### TEXT EXCERPT
· · · ·

I have never been good at asking for help—extreme stubbornness is an unfortunate character flaw of mine. It makes being holed up in my apartment that much worse, because all I really want is someone to do my laundry, clean up my room, and tell me what I can do to keep from turning into a lump of lard on my bed. But I don’t know what to say or what to ask for.
For two weeks I’d worked on accepting the fact that my meniscus was torn, and I’d likely have to immobilize it in some way to let it heal on its own. When my first orthopedist said that it was too early to rule out the ACL, his comment didn’t really register. I was too deep in summit mode.
On Monday, a dozen cocktails and over two dozen hours of blessed sleep after last week's conference madness, when his office told me there was no way to read the results of the previous weekend’s MRI until July 15th, my second thought was rage. First, of course, was incredulity. Well, perhaps that’s a fib. I have become fairly credulous of the stupid hoops that medical practices and insurance companies make patients jump through in order to get decent care. Bypassing the system entirely, I called the radiologist and ordered a copy of my results. I was going to be seen by someone within 24 hours, dammit, and although I wasn’t sure by whom, I would settle that later.

· · · ·

### EXTRACTED MATERIAL

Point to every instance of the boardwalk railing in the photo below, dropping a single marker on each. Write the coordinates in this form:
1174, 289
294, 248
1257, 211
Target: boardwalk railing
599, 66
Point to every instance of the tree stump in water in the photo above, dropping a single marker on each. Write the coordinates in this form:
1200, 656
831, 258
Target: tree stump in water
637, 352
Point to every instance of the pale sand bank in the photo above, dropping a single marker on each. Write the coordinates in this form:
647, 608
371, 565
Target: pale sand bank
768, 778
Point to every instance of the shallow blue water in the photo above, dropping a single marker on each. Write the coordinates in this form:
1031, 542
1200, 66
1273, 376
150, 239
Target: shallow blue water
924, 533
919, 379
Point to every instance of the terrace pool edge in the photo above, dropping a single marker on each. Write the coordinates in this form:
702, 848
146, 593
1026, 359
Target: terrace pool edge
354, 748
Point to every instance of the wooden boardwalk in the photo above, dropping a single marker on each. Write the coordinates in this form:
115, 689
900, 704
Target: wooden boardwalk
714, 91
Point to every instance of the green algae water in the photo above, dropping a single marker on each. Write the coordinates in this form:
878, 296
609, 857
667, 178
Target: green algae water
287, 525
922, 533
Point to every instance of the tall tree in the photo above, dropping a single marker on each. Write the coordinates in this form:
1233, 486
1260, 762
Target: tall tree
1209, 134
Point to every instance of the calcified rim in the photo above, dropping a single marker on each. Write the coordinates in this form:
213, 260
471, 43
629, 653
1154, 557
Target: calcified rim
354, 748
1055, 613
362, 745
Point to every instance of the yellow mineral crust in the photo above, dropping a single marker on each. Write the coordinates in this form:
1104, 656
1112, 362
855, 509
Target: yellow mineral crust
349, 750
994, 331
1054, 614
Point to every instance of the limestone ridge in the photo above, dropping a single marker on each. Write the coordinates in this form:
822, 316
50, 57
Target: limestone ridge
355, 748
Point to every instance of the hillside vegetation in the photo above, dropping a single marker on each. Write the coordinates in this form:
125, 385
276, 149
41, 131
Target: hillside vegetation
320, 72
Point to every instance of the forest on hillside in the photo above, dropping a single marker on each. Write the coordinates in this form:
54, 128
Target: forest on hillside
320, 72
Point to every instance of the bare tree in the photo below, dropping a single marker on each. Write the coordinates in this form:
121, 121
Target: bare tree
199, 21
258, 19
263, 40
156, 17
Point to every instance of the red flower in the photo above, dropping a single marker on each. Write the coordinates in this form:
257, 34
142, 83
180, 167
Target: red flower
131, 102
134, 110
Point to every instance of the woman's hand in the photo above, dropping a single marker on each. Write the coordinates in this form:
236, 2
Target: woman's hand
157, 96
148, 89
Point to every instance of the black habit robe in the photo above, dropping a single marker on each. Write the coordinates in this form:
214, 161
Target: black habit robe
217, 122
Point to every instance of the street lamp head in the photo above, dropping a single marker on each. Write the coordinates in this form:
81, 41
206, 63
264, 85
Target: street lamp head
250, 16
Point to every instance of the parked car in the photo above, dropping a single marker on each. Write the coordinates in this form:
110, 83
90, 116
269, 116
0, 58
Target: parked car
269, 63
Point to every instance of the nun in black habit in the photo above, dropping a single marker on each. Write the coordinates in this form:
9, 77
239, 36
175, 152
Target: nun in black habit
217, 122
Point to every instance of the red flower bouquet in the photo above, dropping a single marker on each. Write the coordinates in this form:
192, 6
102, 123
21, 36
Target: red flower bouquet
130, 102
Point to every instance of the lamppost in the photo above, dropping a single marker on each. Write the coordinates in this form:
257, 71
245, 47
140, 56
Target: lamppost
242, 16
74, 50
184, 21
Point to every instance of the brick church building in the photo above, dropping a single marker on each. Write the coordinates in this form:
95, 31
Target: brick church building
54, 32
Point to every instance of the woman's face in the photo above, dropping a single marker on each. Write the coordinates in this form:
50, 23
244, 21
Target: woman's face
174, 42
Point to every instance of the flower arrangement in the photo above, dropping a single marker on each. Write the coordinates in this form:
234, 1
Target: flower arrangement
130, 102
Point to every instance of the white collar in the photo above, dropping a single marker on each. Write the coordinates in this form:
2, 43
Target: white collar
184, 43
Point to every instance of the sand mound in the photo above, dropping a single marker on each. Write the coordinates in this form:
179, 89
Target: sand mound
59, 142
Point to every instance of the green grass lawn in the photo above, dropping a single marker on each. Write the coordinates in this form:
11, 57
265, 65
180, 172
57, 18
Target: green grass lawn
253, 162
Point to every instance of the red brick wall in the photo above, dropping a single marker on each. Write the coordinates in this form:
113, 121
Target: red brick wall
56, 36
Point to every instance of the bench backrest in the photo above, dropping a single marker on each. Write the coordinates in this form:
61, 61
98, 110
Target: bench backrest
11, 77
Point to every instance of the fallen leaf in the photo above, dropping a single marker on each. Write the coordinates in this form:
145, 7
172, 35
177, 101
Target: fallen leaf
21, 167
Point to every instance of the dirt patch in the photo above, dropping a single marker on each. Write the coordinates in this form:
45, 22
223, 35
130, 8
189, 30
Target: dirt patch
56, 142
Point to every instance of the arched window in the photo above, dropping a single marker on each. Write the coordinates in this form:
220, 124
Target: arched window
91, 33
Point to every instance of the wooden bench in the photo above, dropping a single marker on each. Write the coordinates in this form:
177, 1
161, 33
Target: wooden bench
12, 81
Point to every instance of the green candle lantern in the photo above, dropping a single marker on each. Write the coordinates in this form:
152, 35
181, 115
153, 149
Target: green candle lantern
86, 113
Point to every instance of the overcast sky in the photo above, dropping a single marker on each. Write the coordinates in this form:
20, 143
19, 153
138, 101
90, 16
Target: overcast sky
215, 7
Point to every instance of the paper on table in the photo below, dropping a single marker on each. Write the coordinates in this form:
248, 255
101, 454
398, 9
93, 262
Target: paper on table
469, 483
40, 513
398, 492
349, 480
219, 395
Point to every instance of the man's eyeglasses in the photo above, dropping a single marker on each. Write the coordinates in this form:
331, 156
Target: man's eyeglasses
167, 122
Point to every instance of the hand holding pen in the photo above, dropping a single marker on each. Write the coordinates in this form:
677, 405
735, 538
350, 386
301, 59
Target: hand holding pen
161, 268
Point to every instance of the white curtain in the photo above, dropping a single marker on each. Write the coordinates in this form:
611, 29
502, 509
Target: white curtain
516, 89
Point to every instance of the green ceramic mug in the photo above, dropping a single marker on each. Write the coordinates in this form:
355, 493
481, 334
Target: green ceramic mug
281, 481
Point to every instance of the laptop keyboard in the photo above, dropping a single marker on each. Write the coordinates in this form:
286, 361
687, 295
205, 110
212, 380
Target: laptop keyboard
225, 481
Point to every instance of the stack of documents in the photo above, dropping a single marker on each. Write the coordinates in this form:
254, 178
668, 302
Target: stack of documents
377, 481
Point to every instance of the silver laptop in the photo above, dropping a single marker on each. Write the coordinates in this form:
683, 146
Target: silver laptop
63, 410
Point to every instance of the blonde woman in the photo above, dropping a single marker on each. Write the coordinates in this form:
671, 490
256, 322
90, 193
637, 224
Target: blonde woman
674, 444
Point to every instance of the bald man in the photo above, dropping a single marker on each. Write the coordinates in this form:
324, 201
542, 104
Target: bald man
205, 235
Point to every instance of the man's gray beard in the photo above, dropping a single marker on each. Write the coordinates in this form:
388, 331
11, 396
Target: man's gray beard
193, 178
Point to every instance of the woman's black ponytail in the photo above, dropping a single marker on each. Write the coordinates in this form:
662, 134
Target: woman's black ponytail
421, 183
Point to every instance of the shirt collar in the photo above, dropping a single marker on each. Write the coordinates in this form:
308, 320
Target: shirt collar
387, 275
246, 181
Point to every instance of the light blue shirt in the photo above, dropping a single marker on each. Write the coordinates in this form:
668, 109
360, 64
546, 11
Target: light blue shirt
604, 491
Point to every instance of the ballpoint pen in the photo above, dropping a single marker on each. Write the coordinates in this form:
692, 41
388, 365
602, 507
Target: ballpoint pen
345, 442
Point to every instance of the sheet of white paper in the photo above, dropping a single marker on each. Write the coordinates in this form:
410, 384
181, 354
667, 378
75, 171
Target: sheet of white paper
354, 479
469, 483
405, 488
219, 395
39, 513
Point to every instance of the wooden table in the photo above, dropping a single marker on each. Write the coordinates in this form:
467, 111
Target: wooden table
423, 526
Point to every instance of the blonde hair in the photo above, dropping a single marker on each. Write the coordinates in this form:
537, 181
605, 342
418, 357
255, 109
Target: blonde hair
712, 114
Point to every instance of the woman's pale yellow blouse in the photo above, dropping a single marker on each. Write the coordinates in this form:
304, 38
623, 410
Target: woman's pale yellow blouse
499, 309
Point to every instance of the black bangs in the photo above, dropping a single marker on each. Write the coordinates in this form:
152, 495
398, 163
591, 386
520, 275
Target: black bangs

· · · ·

### AIM OF THE TASK
Repeat, word for word, the portion of the knee-injury account above starting with "On Monday, a" and going on through "settle that later.".

### ANSWER TO THIS PROBLEM
On Monday, a dozen cocktails and over two dozen hours of blessed sleep after last week's conference madness, when his office told me there was no way to read the results of the previous weekend’s MRI until July 15th, my second thought was rage. First, of course, was incredulity. Well, perhaps that’s a fib. I have become fairly credulous of the stupid hoops that medical practices and insurance companies make patients jump through in order to get decent care. Bypassing the system entirely, I called the radiologist and ordered a copy of my results. I was going to be seen by someone within 24 hours, dammit, and although I wasn’t sure by whom, I would settle that later.